## Excerpt to read
□ □ □ □ □ □ □
Five Natural Ways to Help Bust Stress, Anxiety

By Jerry Del Priore

In times when stress is high, your body produces a damaging hormone called cortisol, which increases inflammation throughout the body. Plus, adrenaline (epinephrine), a hormone responsible for the human fight or flight response to fear, panic, or perceived threat.

Adrenaline increases your heart rate and blood sugar, and opens up the bronchioles in the lungs, among other effects, to perform some sort of physical activity.

But when stress occurs for a period without a physical and/or mental outlet, there’s a good chance negative consequences will arise.

In addition, stress will deplete the body of vital nutrients important for optimal health.

Therefore, it’s paramount to take natural stress-relieving measures to help you relax and diminish the angst and anxiety you’re feeling while replacing the nutrients your body loses through stress.

Below are five natural ways to combat stress and its negative effects.



If I said it once, I will say it again: Exercise is one of the best weapons to battle stress, anxiety, and even depression.

This is due in large part to endorphins, brain chemicals that make you feel good, short-term — albeit. However, it’s more of the cumulative effect of a regular exercise regimen that will help you feel alive and kicking.
□ □ □ □ □ □ □
## Extracted data
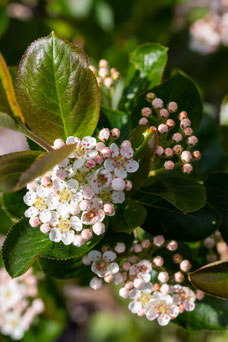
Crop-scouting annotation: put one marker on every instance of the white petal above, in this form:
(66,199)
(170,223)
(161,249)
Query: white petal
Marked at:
(94,255)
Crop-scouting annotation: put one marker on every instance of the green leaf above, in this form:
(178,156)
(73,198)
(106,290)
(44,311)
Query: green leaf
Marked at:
(19,168)
(13,204)
(163,218)
(217,195)
(144,154)
(24,244)
(209,314)
(212,279)
(183,192)
(128,216)
(56,90)
(178,88)
(146,66)
(8,102)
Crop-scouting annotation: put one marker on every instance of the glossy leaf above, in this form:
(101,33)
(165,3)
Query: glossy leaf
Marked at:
(19,168)
(56,90)
(183,192)
(212,279)
(178,88)
(24,243)
(8,102)
(128,216)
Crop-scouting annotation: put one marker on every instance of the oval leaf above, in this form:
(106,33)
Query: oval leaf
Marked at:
(212,279)
(56,90)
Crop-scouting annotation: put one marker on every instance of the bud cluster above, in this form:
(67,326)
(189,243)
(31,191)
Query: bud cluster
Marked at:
(175,142)
(19,304)
(71,201)
(105,75)
(152,290)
□ □ □ □ □ □ □
## What you are asked to do
Continue the article on natural ways to relieve stress and anxiety, beginning immediately after its final sentence.

## Written reply
While it may vary from person-to-person, running that continues for 30 minutes should release those mood-enhancing endorphins, as does heavy weight training. The heavier, the better, if you’re able to handle the weight without sacrificing form.

But don’t sleep on yoga for its calming and peaceful effects on your mind, body, and soul.

Calcium and Magnesium

The minerals Cal/Mag work together in a two to one ratio, respectively, to help muscles contract properly and avoid spasms. That is why you will find many supplements with both minerals in that particular ratio in its formula.

Stress depletes magnesium and calcium, and also leaves the body due to the phosphoric acid in most sodas, not to mention poor diets lacking in both nutrients. So, consuming foods high in both minerals and supplementing with 1000-500 milligrams ratio of chelated Calcium and Magnesium are crucial.

Foods high in magnesium include green leafy vegetables, nuts, and beans. Foods high in calcium include almonds, sardines with bones, and low-fat, fortified milk.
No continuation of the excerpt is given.